▶ [What you will do]:
Please retype the records below exactly, leaving out any pictures.

..........

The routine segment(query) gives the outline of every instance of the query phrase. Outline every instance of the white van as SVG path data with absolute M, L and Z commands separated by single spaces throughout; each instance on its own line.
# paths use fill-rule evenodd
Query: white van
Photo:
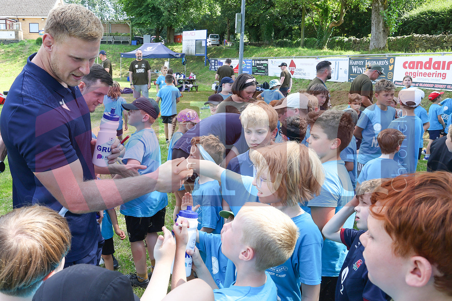
M 209 38 L 207 39 L 207 46 L 213 46 L 213 45 L 219 46 L 221 45 L 219 35 L 213 33 L 209 35 Z

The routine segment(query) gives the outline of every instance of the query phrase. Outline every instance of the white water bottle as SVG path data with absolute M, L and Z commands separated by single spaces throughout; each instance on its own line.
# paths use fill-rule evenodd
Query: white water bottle
M 106 112 L 100 120 L 100 130 L 97 135 L 97 141 L 93 154 L 93 164 L 100 167 L 108 165 L 108 156 L 112 154 L 112 144 L 116 139 L 116 130 L 119 126 L 119 116 L 112 108 Z
M 179 216 L 176 222 L 182 225 L 182 219 L 185 218 L 188 221 L 189 227 L 187 229 L 188 232 L 188 241 L 187 243 L 185 250 L 189 249 L 192 250 L 195 249 L 196 244 L 196 229 L 198 228 L 198 213 L 192 211 L 192 206 L 187 206 L 187 209 L 179 211 Z M 192 256 L 185 252 L 185 276 L 188 277 L 192 273 L 192 265 L 193 264 L 193 259 Z M 174 265 L 174 259 L 171 264 L 171 270 L 172 273 L 173 267 Z

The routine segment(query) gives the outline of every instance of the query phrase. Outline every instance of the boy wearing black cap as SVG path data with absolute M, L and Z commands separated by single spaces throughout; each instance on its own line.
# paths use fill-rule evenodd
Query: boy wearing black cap
M 129 111 L 129 124 L 137 128 L 126 145 L 122 162 L 126 164 L 139 163 L 146 169 L 139 170 L 140 175 L 152 172 L 161 164 L 160 147 L 151 127 L 159 116 L 159 106 L 153 99 L 141 97 L 132 103 L 123 104 Z M 127 234 L 130 241 L 136 273 L 127 275 L 132 286 L 146 287 L 149 283 L 146 264 L 146 241 L 151 265 L 154 265 L 154 247 L 157 232 L 165 224 L 168 196 L 165 193 L 154 191 L 121 205 L 120 212 L 125 217 Z M 152 267 L 151 267 L 152 268 Z
M 279 88 L 279 91 L 286 97 L 287 93 L 290 93 L 290 90 L 292 88 L 292 75 L 287 69 L 287 64 L 285 63 L 281 63 L 278 67 L 281 69 L 281 74 L 279 76 L 281 78 L 279 82 L 281 83 L 281 86 Z

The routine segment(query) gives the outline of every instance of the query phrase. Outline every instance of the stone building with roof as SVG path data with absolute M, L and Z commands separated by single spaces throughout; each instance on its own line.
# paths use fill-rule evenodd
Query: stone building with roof
M 63 0 L 1 0 L 0 16 L 20 23 L 24 39 L 35 39 L 52 9 L 64 4 Z

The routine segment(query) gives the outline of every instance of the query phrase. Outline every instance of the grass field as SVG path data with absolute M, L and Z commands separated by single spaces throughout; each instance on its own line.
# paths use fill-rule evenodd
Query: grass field
M 180 51 L 181 46 L 178 45 L 170 45 L 170 48 L 175 51 Z M 113 69 L 113 77 L 114 79 L 118 81 L 122 87 L 129 87 L 128 83 L 125 77 L 120 78 L 119 75 L 119 60 L 118 54 L 121 52 L 126 52 L 136 49 L 135 46 L 127 46 L 122 45 L 105 45 L 101 46 L 101 49 L 107 51 L 108 57 L 112 60 Z M 245 51 L 247 52 L 245 55 L 246 57 L 264 57 L 270 56 L 289 56 L 302 55 L 333 55 L 334 54 L 342 54 L 343 52 L 332 51 L 327 51 L 323 52 L 320 51 L 313 50 L 306 50 L 304 48 L 276 48 L 268 47 L 263 49 L 264 47 L 245 47 Z M 34 44 L 34 41 L 22 41 L 17 44 L 10 44 L 9 45 L 0 45 L 0 72 L 2 76 L 0 78 L 0 90 L 6 91 L 9 89 L 16 76 L 20 73 L 23 66 L 26 63 L 28 56 L 38 51 L 38 46 Z M 211 57 L 236 57 L 238 56 L 236 51 L 231 48 L 224 47 L 209 47 L 209 56 Z M 324 55 L 323 54 L 325 54 Z M 353 54 L 353 53 L 348 53 Z M 123 72 L 124 70 L 128 70 L 128 65 L 132 59 L 124 60 L 122 61 L 122 67 Z M 163 64 L 164 60 L 150 60 L 152 69 L 160 69 Z M 200 57 L 188 57 L 187 59 L 187 72 L 193 72 L 197 75 L 198 82 L 200 84 L 199 92 L 185 92 L 183 93 L 183 97 L 181 98 L 181 102 L 177 106 L 178 111 L 183 109 L 191 108 L 200 112 L 200 117 L 202 119 L 210 115 L 208 109 L 200 110 L 203 103 L 207 101 L 207 97 L 211 95 L 213 92 L 211 90 L 212 83 L 215 78 L 215 72 L 208 70 L 208 66 L 204 66 L 203 59 Z M 171 59 L 170 60 L 170 67 L 173 68 L 174 72 L 182 72 L 184 71 L 184 66 L 182 65 L 180 60 Z M 256 76 L 259 82 L 269 81 L 271 79 L 266 76 Z M 296 79 L 293 80 L 293 91 L 306 89 L 309 82 L 309 80 L 305 79 Z M 338 109 L 342 109 L 346 107 L 347 96 L 346 96 L 350 88 L 349 83 L 329 83 L 328 87 L 330 89 L 331 99 L 333 105 Z M 425 90 L 426 95 L 430 92 L 429 90 Z M 448 94 L 449 93 L 447 93 Z M 123 94 L 122 96 L 126 98 L 128 102 L 131 102 L 133 100 L 132 94 Z M 156 92 L 155 86 L 153 86 L 150 90 L 149 97 L 155 98 Z M 449 95 L 444 96 L 443 98 L 449 97 Z M 424 107 L 428 108 L 429 104 L 427 97 L 422 102 Z M 1 111 L 2 106 L 0 106 Z M 96 134 L 99 130 L 99 124 L 100 119 L 103 113 L 103 107 L 99 107 L 97 110 L 91 115 L 91 125 L 93 132 Z M 160 120 L 158 120 L 153 125 L 157 137 L 159 138 L 161 152 L 162 162 L 166 160 L 168 153 L 167 146 L 165 143 L 165 134 L 163 131 L 163 125 L 160 122 Z M 131 126 L 127 131 L 125 132 L 123 136 L 130 134 L 135 131 L 135 128 Z M 428 137 L 427 138 L 428 139 Z M 425 137 L 424 137 L 424 141 Z M 9 171 L 8 162 L 5 162 L 6 169 L 5 171 L 0 174 L 0 214 L 12 210 L 12 180 L 11 174 Z M 420 161 L 418 165 L 418 171 L 425 171 L 426 169 L 426 161 Z M 175 199 L 173 194 L 169 194 L 169 205 L 167 208 L 167 214 L 165 218 L 165 224 L 167 227 L 172 227 L 172 216 L 174 208 Z M 119 222 L 120 227 L 123 230 L 125 230 L 125 223 L 123 216 L 119 213 L 117 208 L 118 219 Z M 115 236 L 114 237 L 115 249 L 116 250 L 115 257 L 119 263 L 120 267 L 118 270 L 124 274 L 135 272 L 135 268 L 132 259 L 132 254 L 130 252 L 130 245 L 128 240 L 126 239 L 124 241 L 120 241 L 119 238 Z M 148 262 L 148 265 L 150 263 Z M 135 293 L 141 296 L 144 290 L 140 288 L 135 288 Z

..........

▶ [Full response]:
The routine segment(query) gives the outline of every instance of the query phrase. Outline every instance of the white van as SVG path data with absolute M, L and Z commands separated by single spaces throughout; each instance on its own line.
# paths use fill-rule evenodd
Query: white van
Photo:
M 209 38 L 207 39 L 207 46 L 213 46 L 213 45 L 219 46 L 221 45 L 219 35 L 213 33 L 209 35 Z

The routine segment(query) gives the outline of every instance of the query phrase. Outline every instance of the white water bottle as SVG path data with absolute M, L and Z commands separated by single spaces throughout; each instance on its own line.
# paths use fill-rule evenodd
Query: white water bottle
M 106 112 L 100 120 L 100 130 L 97 135 L 97 141 L 93 154 L 93 164 L 100 167 L 108 165 L 108 156 L 112 154 L 112 144 L 116 139 L 116 130 L 119 126 L 119 116 L 112 108 Z
M 179 216 L 176 222 L 182 225 L 182 219 L 185 218 L 188 221 L 189 227 L 187 229 L 188 232 L 188 241 L 187 243 L 185 250 L 189 249 L 192 250 L 195 249 L 196 244 L 196 229 L 198 228 L 198 213 L 192 211 L 192 206 L 187 206 L 187 209 L 179 211 Z M 192 256 L 185 252 L 185 276 L 188 277 L 192 273 L 192 265 L 193 264 L 193 259 Z M 174 265 L 174 259 L 171 264 L 171 270 L 172 273 L 173 267 Z

The routine segment(query) gives the outline of every instance of the query phrase. Outline every instance of the boy wearing black cap as SVG path data with absolute M, L and Z commands separated by single spaces throughout; each instance on its own line.
# paths use fill-rule evenodd
Query: boy wearing black cap
M 129 111 L 129 124 L 137 128 L 126 145 L 122 162 L 126 164 L 139 163 L 146 169 L 139 170 L 140 175 L 152 172 L 161 164 L 160 147 L 151 127 L 159 116 L 159 106 L 153 99 L 141 97 L 132 103 L 123 104 Z M 127 234 L 130 241 L 136 273 L 127 275 L 132 286 L 146 287 L 149 283 L 146 264 L 146 241 L 151 265 L 154 265 L 154 247 L 157 232 L 165 224 L 168 196 L 165 193 L 154 191 L 121 205 L 120 212 L 125 217 Z M 152 267 L 151 267 L 152 268 Z
M 279 88 L 279 91 L 286 97 L 287 93 L 290 93 L 290 90 L 292 88 L 292 75 L 287 69 L 287 64 L 285 63 L 281 63 L 278 67 L 281 69 L 281 74 L 279 76 L 281 78 L 279 82 L 281 83 L 281 86 Z

The routine segment(query) gives the outline of every instance of the query phrase. Outline every instance of the stone building with roof as SVG path data with absolute M, L and Z commands separated by single spaces throughout; each instance on its own line.
# paths use fill-rule evenodd
Query: stone building with roof
M 63 0 L 1 0 L 0 16 L 20 23 L 24 39 L 35 39 L 52 9 L 64 4 Z

The routine segment(query) gives the outline of every instance of the query phrase. Outline every instance of the grass field as SVG path data with absolute M, L and Z commands separated by single spaces throughout; each instance on its own line.
# paths use fill-rule evenodd
Query: grass field
M 180 51 L 181 46 L 178 45 L 170 45 L 170 48 L 175 51 Z M 113 69 L 113 77 L 114 79 L 118 81 L 122 87 L 129 87 L 128 83 L 125 77 L 120 78 L 119 75 L 119 60 L 118 54 L 121 52 L 126 52 L 136 49 L 135 46 L 127 46 L 122 45 L 105 45 L 101 46 L 101 49 L 107 51 L 108 57 L 112 60 Z M 245 51 L 247 52 L 245 55 L 246 57 L 264 57 L 270 56 L 289 56 L 302 55 L 333 55 L 334 54 L 342 54 L 343 52 L 332 51 L 327 51 L 323 52 L 320 51 L 313 50 L 306 50 L 304 48 L 276 48 L 268 47 L 263 49 L 264 47 L 245 47 Z M 34 44 L 34 41 L 22 41 L 17 44 L 10 44 L 9 45 L 0 45 L 0 72 L 2 76 L 0 78 L 0 90 L 6 91 L 9 89 L 16 76 L 20 73 L 23 66 L 26 63 L 28 56 L 38 51 L 38 46 Z M 211 57 L 236 57 L 238 56 L 236 51 L 231 48 L 224 47 L 209 47 L 209 56 Z M 324 55 L 323 54 L 325 54 Z M 353 54 L 353 53 L 348 53 Z M 123 72 L 124 70 L 128 70 L 128 65 L 132 59 L 124 60 L 122 61 L 122 67 Z M 163 64 L 164 60 L 150 60 L 152 69 L 160 69 Z M 200 57 L 188 57 L 187 59 L 187 72 L 193 72 L 197 75 L 198 82 L 200 84 L 199 92 L 185 92 L 183 93 L 183 97 L 181 98 L 181 102 L 177 106 L 178 111 L 183 109 L 191 108 L 200 112 L 200 117 L 202 119 L 210 115 L 208 109 L 200 110 L 203 103 L 207 101 L 207 97 L 211 95 L 213 92 L 211 90 L 212 83 L 215 78 L 215 72 L 208 70 L 208 66 L 204 66 L 203 59 Z M 171 59 L 170 60 L 170 67 L 173 68 L 174 72 L 182 72 L 184 71 L 184 66 L 182 65 L 180 60 Z M 256 76 L 259 82 L 269 81 L 271 79 L 266 76 Z M 296 79 L 293 80 L 293 91 L 306 89 L 309 82 L 309 80 L 305 79 Z M 338 109 L 342 109 L 346 107 L 347 96 L 346 96 L 350 88 L 349 83 L 329 83 L 328 87 L 330 89 L 331 99 L 333 105 Z M 425 90 L 426 95 L 430 92 L 429 90 Z M 448 94 L 449 93 L 447 93 Z M 123 94 L 122 96 L 126 98 L 128 102 L 131 102 L 133 100 L 132 94 Z M 156 92 L 155 86 L 153 86 L 150 90 L 149 97 L 155 98 Z M 449 95 L 444 96 L 443 98 L 449 97 Z M 424 107 L 428 108 L 429 104 L 427 97 L 422 102 Z M 1 111 L 2 106 L 0 106 Z M 96 134 L 99 130 L 99 124 L 100 119 L 103 113 L 103 107 L 99 107 L 97 110 L 91 115 L 91 125 L 93 132 Z M 160 120 L 158 120 L 153 125 L 157 137 L 159 138 L 161 152 L 162 162 L 166 160 L 168 153 L 167 146 L 165 143 L 165 134 L 163 131 L 163 125 L 160 122 Z M 131 126 L 127 131 L 125 132 L 123 136 L 130 134 L 135 131 L 135 128 Z M 428 137 L 427 138 L 428 139 Z M 425 137 L 424 137 L 424 141 Z M 9 171 L 8 162 L 5 162 L 6 169 L 5 171 L 0 174 L 0 214 L 12 210 L 12 180 L 11 174 Z M 420 161 L 418 165 L 418 171 L 425 171 L 426 169 L 426 161 Z M 175 199 L 173 194 L 169 194 L 169 205 L 167 208 L 167 214 L 165 218 L 165 224 L 167 227 L 172 227 L 172 216 L 174 208 Z M 119 222 L 120 227 L 123 230 L 125 230 L 125 223 L 123 216 L 119 213 L 117 208 L 118 219 Z M 115 236 L 114 237 L 115 249 L 116 250 L 115 257 L 119 263 L 120 267 L 118 270 L 124 274 L 135 272 L 135 268 L 132 259 L 132 254 L 130 252 L 130 245 L 128 240 L 126 239 L 124 241 L 120 241 L 119 238 Z M 148 262 L 148 265 L 150 263 Z M 135 293 L 141 296 L 144 290 L 140 288 L 135 288 Z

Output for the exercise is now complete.